Loan forgiveness shouldn’t result in complete disallowance of deduction.

In IRS Notice 2020-32, the Internal Revenue Service takes the position that loan forgiveness under the Paycheck Protection Program (PPP) causes the complete disallowance of deductions for the salary, ren,t etc. expenses paid with the PPP funds, pursuant to Internal Revenue Code Section 265(a)(1), which provides, in relevant part:

(a) General rule No deduction shall be allowed for—

(1) Expenses

Any amount otherwise allowable as a deduction which is allocable to one or more classes of income ... (whether or not any amount of income of that class or classes is received or accrued) wholly exempt from the taxes imposed by this subtitle.

Paragraphs (b) and (c) of Treasury Regulations Section 1.265-1 of add:

(b) Exempt income and nonexempt income.

(1) As used in this section, the term class of exempt income means any class of income (whether or not any amount of income of such class is received or accrued) wholly exempt from the taxes imposed by Subtitle A of the Code. For purposes of this section, a class of income which is considered as wholly exempt from the taxes imposed by subtitle A includes any class of income which is:

(i) Wholly excluded from gross income under any provision of Subtitle A, or

(ii) Wholly exempt from the taxes imposed by Subtitle A under the provisions of any other law.

(2) As used in this section the term nonexempt income means any income which is required to be included in gross income.

(c) Allocation of expenses to a class or classes of exempt income. Expenses and amounts otherwise allowable which are directly allocable to any class or classes of exempt income shall be allocated thereto; and expenses and amounts directly allocable to any class or classes of nonexempt income shall be allocated thereto. If an expense or amount otherwise allowable is indirectly allocable to both a class of nonexempt income and a class of exempt income, a reasonable proportion thereof determined in the light of all the facts and circumstances in each case shall be allocated to each.

What about Paragraph (c)?

Although Notice 2020-32 refers to paragraph (b) of the Treasury regulations, the Notice fails to discuss paragraph (c). In the typical small business owner case, salary, rent, etc. expenses for which PPP loan cancellation is sought aren’t directly allocable to the tax-exempt cancellation of indebtedness income, but instead are indirectly allocable both to the tax-exempt income and to the items of taxable gross income that these expenses are intended to generate. 

For example, if a $50,000 forgiven PPP loan (based on payroll and rent expense) has the effect of generating approximately $100,000 of gross receipts for a law firm, then under the last sentence of paragraph (c) of Treas. Regs. Section 265, set out above, only one-third (or $50,000/$150,000) of the $50,000 payroll and rent expense (or $16,667) should be disallowed, as the “reasonable proportion thereof determined in the light of all the facts and circumstances” in the case. 

Based on the foregoing, and in addition to the argument that IRS Notice 2020-32 violates the spirit of the Coronavirus Aid, Relief, and Economic Security Act (a situation that many in Congress are currently attempting to rectify by additional legislation), the small business owner should be able to argue that, by failing to address paragraph (c) of Treas. Regs. Section 1.265-1, and instead choosing to treat all PPP forgiveness situations as directly allocable only to tax-exempt income, the IRS has misapplied IRC Section 265 in the typical small business owner PPP forgiveness case.

The Notice’s author is basically asserting that, but for the PPP forgiveness, the employer wouldn’t have incurred the payroll or rent expenses.  This unilateral declaration simply isn’t true, as all small business owners know.

◆ Task objective ◆
Echo the passage of the PPP loan forgiveness piece from "Based on the" up to and including "PPP forgiveness case.", word for word. The listing that comes next is separate material and has nothing to do with the piece on PPP loan forgiveness.

◆ Dataset extract ◆
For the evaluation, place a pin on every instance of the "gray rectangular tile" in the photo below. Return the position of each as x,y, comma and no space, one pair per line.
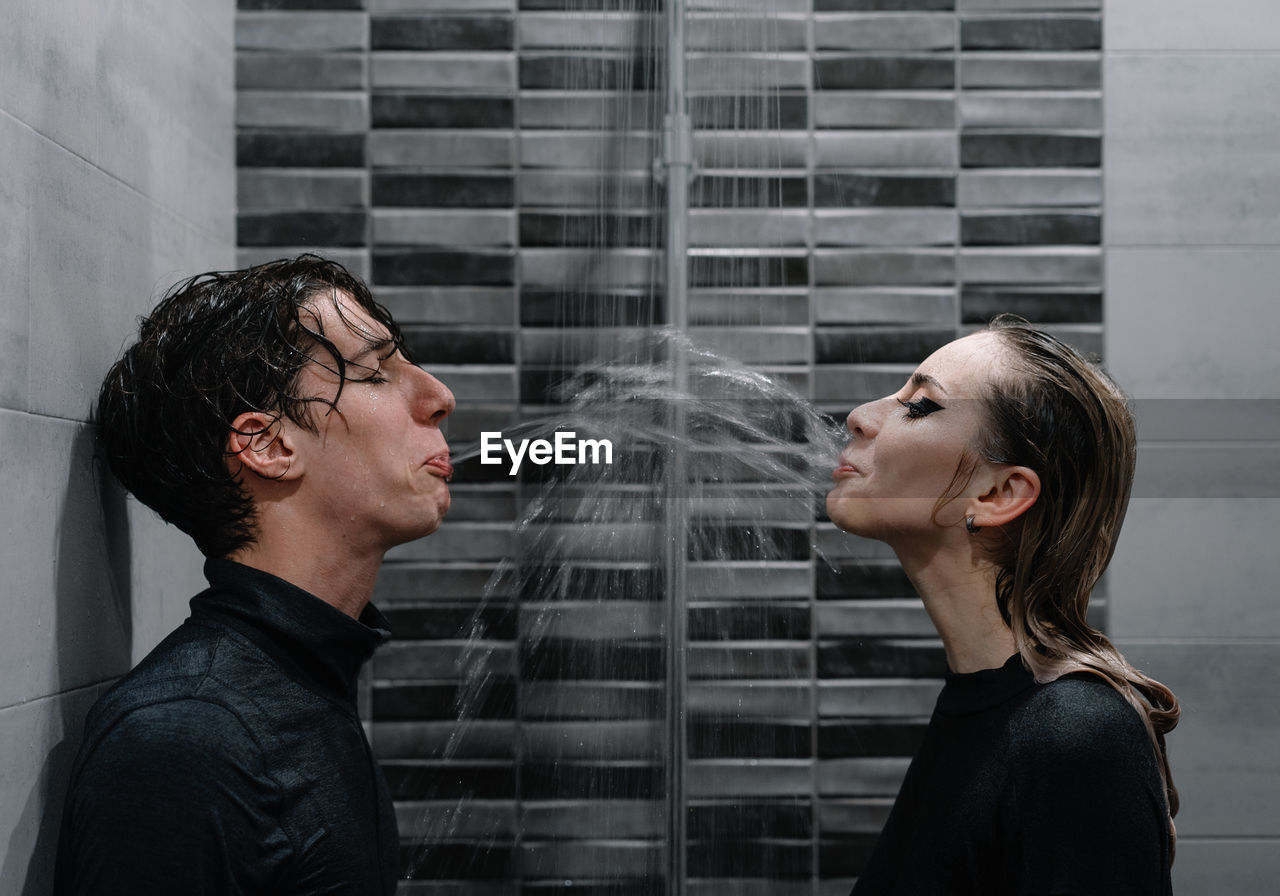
1223,752
474,72
306,31
1184,352
1187,24
1165,568
881,31
1184,167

◆ Completed task ◆
Based on the foregoing, and in addition to the argument that IRS Notice 2020-32 violates the spirit of the Coronavirus Aid, Relief, and Economic Security Act (a situation that many in Congress are currently attempting to rectify by additional legislation), the small business owner should be able to argue that, by failing to address paragraph (c) of Treas. Regs. Section 1.265-1, and instead choosing to treat all PPP forgiveness situations as directly allocable only to tax-exempt income, the IRS has misapplied IRC Section 265 in the typical small business owner PPP forgiveness case.